* START RECORD SET *

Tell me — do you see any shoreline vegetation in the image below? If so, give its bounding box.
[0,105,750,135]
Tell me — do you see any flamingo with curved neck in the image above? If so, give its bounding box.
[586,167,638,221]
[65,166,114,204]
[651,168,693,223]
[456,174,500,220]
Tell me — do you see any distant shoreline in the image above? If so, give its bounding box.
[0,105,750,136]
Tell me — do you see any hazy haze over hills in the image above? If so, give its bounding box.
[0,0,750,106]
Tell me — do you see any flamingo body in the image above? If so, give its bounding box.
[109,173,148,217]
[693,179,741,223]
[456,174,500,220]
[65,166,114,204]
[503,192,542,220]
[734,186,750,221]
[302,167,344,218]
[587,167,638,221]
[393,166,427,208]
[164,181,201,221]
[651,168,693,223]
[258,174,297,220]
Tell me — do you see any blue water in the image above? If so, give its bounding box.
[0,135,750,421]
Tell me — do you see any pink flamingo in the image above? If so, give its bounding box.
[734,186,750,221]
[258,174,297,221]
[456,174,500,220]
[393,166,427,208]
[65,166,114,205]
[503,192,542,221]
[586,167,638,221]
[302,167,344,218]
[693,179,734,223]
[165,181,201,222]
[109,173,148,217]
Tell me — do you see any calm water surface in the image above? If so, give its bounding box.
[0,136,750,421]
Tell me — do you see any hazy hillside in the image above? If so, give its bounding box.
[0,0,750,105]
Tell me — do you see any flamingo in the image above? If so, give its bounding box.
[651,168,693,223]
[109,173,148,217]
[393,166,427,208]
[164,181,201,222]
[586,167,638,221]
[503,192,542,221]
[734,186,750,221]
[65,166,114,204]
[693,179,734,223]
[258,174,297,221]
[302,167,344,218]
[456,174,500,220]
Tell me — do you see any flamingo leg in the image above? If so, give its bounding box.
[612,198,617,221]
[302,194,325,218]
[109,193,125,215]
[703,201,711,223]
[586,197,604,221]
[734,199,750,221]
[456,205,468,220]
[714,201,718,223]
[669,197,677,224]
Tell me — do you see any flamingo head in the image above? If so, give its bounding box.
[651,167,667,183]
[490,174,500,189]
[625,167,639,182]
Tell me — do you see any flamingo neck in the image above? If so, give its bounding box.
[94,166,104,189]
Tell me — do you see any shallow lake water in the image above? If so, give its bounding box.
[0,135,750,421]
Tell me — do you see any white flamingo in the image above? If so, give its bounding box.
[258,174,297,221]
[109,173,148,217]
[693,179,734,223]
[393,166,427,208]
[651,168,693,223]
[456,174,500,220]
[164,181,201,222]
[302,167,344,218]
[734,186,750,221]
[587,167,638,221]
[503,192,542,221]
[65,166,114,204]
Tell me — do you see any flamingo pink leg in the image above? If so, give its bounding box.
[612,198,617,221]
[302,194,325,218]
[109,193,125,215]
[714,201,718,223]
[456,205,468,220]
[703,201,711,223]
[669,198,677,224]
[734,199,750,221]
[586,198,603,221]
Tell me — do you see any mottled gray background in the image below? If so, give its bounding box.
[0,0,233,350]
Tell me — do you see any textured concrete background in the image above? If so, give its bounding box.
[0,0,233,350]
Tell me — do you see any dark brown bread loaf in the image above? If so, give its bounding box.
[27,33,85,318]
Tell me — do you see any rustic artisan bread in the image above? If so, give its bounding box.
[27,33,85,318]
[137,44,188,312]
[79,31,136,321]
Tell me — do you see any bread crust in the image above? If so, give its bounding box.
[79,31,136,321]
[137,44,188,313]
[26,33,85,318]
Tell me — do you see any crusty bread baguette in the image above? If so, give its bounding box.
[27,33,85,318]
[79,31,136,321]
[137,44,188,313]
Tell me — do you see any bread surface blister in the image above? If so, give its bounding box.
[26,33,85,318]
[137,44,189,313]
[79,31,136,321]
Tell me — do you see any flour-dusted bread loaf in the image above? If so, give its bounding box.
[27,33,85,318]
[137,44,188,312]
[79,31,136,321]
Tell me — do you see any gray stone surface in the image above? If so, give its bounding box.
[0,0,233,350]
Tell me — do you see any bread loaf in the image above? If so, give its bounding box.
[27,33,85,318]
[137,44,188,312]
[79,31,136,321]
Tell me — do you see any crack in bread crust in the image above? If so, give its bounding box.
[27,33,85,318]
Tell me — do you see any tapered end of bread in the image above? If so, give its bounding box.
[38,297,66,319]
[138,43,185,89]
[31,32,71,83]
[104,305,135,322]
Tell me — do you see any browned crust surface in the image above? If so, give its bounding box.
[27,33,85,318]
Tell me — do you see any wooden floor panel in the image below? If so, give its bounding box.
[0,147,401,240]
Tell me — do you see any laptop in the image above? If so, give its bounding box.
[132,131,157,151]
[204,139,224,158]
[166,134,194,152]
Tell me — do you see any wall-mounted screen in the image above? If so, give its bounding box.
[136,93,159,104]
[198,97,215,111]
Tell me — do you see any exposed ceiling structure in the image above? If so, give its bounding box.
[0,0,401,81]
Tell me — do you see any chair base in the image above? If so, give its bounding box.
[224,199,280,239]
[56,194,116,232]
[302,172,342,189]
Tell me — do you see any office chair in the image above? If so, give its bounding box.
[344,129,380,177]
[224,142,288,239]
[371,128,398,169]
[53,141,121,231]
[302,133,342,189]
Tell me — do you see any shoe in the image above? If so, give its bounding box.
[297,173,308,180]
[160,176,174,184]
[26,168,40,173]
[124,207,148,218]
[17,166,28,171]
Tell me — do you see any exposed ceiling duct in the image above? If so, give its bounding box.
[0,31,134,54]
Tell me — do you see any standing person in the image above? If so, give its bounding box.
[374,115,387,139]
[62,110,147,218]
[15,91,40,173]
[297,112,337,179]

* END RECORD SET *

| YOUR OBJECTIVE |
Copy out the items from the line holding "Tell me — do you see any calm" through the line holding "[0,0,750,105]", inclusive, putting "misty hillside" in place of "hazy hillside" and leaving everything else the same.

| THE REPLY |
Tell me — do you see any calm water surface in the image above? If so, give its bounding box.
[0,136,750,421]
Tell me — do you see any misty hillside in the image above? If so, give its bounding box.
[0,0,750,105]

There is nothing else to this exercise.